**SHORT PROBLEM**
Copy each of the rows below word for word, keeping every line the same.
━━━━
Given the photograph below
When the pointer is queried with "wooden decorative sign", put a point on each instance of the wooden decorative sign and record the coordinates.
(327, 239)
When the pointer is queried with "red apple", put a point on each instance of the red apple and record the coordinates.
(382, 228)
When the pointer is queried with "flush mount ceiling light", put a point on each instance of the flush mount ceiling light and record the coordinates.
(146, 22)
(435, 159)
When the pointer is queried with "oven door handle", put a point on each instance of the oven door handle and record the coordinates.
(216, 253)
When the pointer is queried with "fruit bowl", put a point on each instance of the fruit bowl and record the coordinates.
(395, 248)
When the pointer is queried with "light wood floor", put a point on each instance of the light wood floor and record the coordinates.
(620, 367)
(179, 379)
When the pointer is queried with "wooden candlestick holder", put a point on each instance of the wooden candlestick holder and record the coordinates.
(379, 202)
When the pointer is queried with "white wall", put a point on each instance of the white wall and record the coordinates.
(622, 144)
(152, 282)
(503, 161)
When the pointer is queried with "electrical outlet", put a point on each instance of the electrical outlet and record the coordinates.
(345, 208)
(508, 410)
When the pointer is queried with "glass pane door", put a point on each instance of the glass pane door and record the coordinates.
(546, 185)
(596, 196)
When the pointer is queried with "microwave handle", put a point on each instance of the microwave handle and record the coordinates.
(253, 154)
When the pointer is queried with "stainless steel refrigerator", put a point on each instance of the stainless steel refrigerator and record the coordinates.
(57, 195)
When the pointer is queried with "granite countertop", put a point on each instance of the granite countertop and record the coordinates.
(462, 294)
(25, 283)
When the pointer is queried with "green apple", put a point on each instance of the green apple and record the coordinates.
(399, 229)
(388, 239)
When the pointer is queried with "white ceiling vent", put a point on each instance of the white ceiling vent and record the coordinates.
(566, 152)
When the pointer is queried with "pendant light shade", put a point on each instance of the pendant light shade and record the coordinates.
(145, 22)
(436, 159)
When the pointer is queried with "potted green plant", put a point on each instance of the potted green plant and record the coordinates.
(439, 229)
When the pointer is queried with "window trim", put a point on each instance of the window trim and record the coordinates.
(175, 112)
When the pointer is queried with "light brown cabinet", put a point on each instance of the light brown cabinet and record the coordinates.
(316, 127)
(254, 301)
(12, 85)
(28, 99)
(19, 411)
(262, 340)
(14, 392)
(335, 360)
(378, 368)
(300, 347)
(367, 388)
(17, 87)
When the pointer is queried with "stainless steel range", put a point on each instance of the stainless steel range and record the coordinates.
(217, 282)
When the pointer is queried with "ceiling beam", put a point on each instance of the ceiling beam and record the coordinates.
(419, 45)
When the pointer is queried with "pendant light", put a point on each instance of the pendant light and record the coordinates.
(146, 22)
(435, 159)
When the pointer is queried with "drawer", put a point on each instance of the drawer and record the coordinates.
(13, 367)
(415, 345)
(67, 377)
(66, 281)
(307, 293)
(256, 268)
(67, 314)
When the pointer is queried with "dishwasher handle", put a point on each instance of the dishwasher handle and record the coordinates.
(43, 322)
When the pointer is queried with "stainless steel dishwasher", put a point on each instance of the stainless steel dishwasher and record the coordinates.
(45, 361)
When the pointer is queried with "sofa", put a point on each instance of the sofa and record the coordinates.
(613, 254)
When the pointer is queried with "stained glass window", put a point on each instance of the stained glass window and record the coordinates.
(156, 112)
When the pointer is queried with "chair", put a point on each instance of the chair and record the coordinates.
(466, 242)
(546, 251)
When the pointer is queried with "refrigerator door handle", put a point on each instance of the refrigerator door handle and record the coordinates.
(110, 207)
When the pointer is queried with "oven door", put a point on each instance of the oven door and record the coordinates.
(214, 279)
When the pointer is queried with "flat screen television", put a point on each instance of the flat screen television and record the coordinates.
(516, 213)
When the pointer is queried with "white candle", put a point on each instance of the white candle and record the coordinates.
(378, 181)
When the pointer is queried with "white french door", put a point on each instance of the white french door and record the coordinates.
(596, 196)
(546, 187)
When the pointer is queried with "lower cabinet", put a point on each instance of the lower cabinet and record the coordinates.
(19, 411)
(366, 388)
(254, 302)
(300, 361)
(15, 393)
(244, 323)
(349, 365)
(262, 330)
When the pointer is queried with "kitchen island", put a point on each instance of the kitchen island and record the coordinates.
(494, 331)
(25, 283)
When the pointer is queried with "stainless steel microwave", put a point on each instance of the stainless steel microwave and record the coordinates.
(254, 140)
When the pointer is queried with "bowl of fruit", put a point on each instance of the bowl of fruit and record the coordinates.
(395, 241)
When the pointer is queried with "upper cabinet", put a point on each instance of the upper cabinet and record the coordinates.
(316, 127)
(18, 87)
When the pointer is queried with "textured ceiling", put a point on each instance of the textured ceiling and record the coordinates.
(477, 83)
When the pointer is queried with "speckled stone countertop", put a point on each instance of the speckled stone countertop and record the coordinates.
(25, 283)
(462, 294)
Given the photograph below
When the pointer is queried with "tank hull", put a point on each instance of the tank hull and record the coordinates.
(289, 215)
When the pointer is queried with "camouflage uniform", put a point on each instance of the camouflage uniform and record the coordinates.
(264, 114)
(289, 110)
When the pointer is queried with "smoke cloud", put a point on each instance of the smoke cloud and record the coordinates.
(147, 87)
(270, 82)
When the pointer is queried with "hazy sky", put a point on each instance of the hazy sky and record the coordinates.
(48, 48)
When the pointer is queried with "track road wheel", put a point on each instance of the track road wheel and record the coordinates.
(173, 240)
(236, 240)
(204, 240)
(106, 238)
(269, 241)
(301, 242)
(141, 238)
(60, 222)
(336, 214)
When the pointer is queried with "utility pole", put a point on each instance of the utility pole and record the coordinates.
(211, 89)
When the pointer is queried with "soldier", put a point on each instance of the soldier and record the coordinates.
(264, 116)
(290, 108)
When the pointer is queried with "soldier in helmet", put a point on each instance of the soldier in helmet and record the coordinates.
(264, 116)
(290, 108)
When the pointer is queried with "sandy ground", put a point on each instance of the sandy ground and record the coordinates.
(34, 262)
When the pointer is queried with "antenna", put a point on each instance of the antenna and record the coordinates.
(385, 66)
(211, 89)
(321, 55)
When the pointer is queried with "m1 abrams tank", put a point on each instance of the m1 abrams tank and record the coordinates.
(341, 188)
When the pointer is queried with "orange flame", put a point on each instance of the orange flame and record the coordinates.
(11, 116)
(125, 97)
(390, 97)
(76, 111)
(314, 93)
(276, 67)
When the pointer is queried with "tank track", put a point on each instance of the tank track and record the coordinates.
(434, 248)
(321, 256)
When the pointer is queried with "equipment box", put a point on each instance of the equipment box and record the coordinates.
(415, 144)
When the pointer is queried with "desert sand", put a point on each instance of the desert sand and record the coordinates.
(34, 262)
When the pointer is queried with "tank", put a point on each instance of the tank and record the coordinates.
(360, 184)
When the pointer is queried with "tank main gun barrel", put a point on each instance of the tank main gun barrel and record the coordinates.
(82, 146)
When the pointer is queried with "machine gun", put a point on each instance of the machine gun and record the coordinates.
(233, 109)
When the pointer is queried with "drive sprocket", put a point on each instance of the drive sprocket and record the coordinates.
━━━━
**TASK RESPONSE**
Given the photograph below
When the pointer is queried with "wooden decorative sign", put a point on each instance of the wooden decorative sign and record the coordinates.
(327, 239)
When the pointer is queried with "red apple", put a point on each instance of the red apple and record the coordinates.
(382, 228)
When the pointer is queried with "flush mount ceiling light", put a point on each instance of the flush mount ceiling light and record the coordinates.
(146, 22)
(435, 159)
When the pointer is queried with "oven door handle", put a point on each instance of the oven door handle and record the coordinates.
(216, 253)
When the pointer is queried with "fruit bowl", put a point on each instance of the fruit bowl and record the coordinates.
(395, 248)
When the pointer is queried with "light wood floor", put a point on each instance of the light wood floor and record the coordinates.
(620, 367)
(179, 379)
When the pointer is queried with "wooden candlestick holder", put a point on each instance of the wooden candlestick holder and record the coordinates.
(379, 202)
When the pointer is queried with "white wall", put a point on each instance of the white wall and record the coordinates.
(622, 144)
(152, 282)
(503, 161)
When the pointer is queried with "electrical outlet", put a point on each instance of the electrical outlet and record the coordinates.
(345, 208)
(508, 410)
When the pointer is queried with "glass pane door", put a point on each instance of the glass pane door and record the coordinates.
(546, 185)
(596, 196)
When the pointer is queried with "microwave handle", put a point on each instance of the microwave handle and record the coordinates.
(253, 154)
When the pointer is queried with "stainless steel refrigerator", put a point on each instance of the stainless steel refrigerator and record the coordinates.
(57, 195)
When the pointer is queried with "granite countertop", put a point on each instance of the granite countertop and record the coordinates.
(462, 294)
(25, 283)
When the pointer is queried with "green apple", put a point on each instance of the green apple and record the coordinates.
(399, 229)
(388, 239)
When the pointer is queried with "white ceiling vent", put a point on each instance of the white ceiling vent and record the coordinates.
(566, 152)
When the pointer is queried with "pendant light shade", put a point on each instance of the pendant light shade and record the coordinates.
(145, 22)
(436, 159)
When the pointer is queried with "potted green plant", put a point on each instance of the potted green plant and record the coordinates.
(439, 229)
When the pointer is queried with "window trim", put a point on each instance of the window trim and record the coordinates.
(175, 112)
When the pointer is queried with "light brown cabinet", put a point on each instance of the light brown cabinet and record the coordinates.
(316, 127)
(254, 301)
(12, 85)
(28, 99)
(19, 411)
(262, 340)
(14, 392)
(335, 360)
(378, 368)
(300, 347)
(367, 388)
(17, 87)
When the pointer is queried with "stainless steel range", put a point on each instance of the stainless steel range and record the coordinates.
(217, 282)
When the pointer is queried with "ceiling beam", put a point on each instance of the ceiling beam and record the coordinates.
(419, 45)
When the pointer is queried with "pendant light", put a point on each instance of the pendant light and record the coordinates.
(146, 22)
(435, 159)
When the pointer is queried with "drawer", put a point on each instance of the drawer and record the coordinates.
(13, 367)
(415, 345)
(67, 377)
(66, 281)
(307, 293)
(256, 268)
(67, 314)
When the pointer is queried with "dishwasher handle", put a point on each instance of the dishwasher handle and record the coordinates.
(43, 322)
When the pointer is queried with "stainless steel dishwasher", put a point on each instance of the stainless steel dishwasher and record the coordinates.
(45, 361)
When the pointer is queried with "sofa", put a point on each instance of the sofa and record the coordinates.
(613, 254)
When the pointer is queried with "stained glass window", put a point on each instance of the stained glass window and record the coordinates.
(156, 112)
When the pointer is queried with "chair", put a point on each instance of the chair and record the coordinates.
(466, 242)
(546, 251)
When the pointer is queried with "refrigerator door handle", put a point on each instance of the refrigerator door handle and record the coordinates.
(110, 207)
When the pointer is queried with "oven door", put a point on each instance of the oven door and record the coordinates.
(214, 279)
When the pointer is queried with "flat screen television", put a point on each instance of the flat screen television and record the coordinates.
(516, 213)
When the pointer is queried with "white candle", put a point on each instance of the white candle and record the coordinates.
(378, 181)
When the pointer is queried with "white french door", put a point on each instance of the white french door and record the coordinates.
(596, 196)
(546, 187)
When the pointer is queried with "lower cabinet", put a point on each instance of the lower cabinet and record the coordinates.
(19, 411)
(366, 388)
(254, 302)
(300, 361)
(15, 393)
(244, 323)
(349, 365)
(262, 330)
When the pointer is queried with "kitchen island", put a point on each instance of the kitchen island and record the coordinates.
(494, 331)
(25, 283)
When the pointer is queried with "stainless steel microwave", put a point on each instance of the stainless steel microwave and record the coordinates.
(254, 140)
When the pointer is queried with "bowl of fruit", put a point on each instance of the bowl of fruit and record the coordinates.
(395, 241)
When the pointer is queried with "upper cabinet", put a point on each instance of the upper cabinet and record the coordinates.
(316, 127)
(18, 87)
When the pointer is queried with "textured ceiling", put a point on each instance of the textured ceiling and record the coordinates.
(477, 83)
When the pointer is queried with "speckled stone countertop", put a point on each instance of the speckled stone countertop and record the coordinates.
(25, 283)
(462, 294)
Given the photograph below
When the pointer is queried with "tank hull", put a point on each instance of the tank hull and record the coordinates.
(289, 215)
When the pointer is queried with "camouflage uniform", put a point on each instance of the camouflage uniform and record the coordinates.
(264, 114)
(289, 110)
When the pointer is queried with "smoke cloud", put a point on each instance of the smoke cloud and record the coordinates.
(147, 87)
(270, 82)
When the pointer is queried with "hazy sky", put a point on each instance of the hazy sky and record the coordinates.
(48, 48)
When the pointer is queried with "track road wheel", put a point on each instance of the track road wheel and record the coordinates.
(173, 240)
(236, 240)
(204, 240)
(106, 238)
(269, 241)
(301, 242)
(141, 238)
(60, 222)
(336, 214)
When the pointer is queried with "utility pole", put a point on each instance of the utility pole and record the coordinates.
(211, 89)
When the pointer is queried with "soldier", put a point on each instance of the soldier and record the coordinates.
(264, 116)
(290, 108)
When the pointer is queried with "soldier in helmet", put a point on each instance of the soldier in helmet and record the coordinates.
(264, 116)
(290, 108)
When the pointer is queried with "sandy ground", put a point on each instance of the sandy ground and record the coordinates.
(34, 262)
When the pointer is queried with "antenna", put a point on each instance of the antenna and record the coordinates.
(385, 66)
(211, 89)
(321, 55)
When the pointer is queried with "m1 abrams tank", put a point on each instance of the m1 abrams tank and record the coordinates.
(341, 188)
When the pointer is queried with "orange flame", put a point on each instance of the orange flame and record the coordinates.
(11, 116)
(125, 97)
(390, 97)
(76, 111)
(314, 93)
(276, 67)
When the pointer is queried with "tank track", put a point on each instance of the tank track and record the coordinates.
(434, 248)
(321, 256)
When the pointer is queried with "equipment box", put a point on each instance of the equipment box and record the coordinates.
(415, 144)
When the pointer is queried with "desert sand", put a point on each instance of the desert sand and record the coordinates.
(34, 262)
When the pointer is queried with "tank", put a point on each instance of the tank and record the coordinates.
(360, 184)
When the pointer is queried with "tank main gun barrel", put a point on each instance of the tank main gun barrel and record the coordinates.
(82, 146)
When the pointer is queried with "machine gun", put a point on each instance of the machine gun and record the coordinates.
(233, 109)
When the pointer is queried with "drive sprocket", put a point on each instance of the drive sprocket and record the coordinates.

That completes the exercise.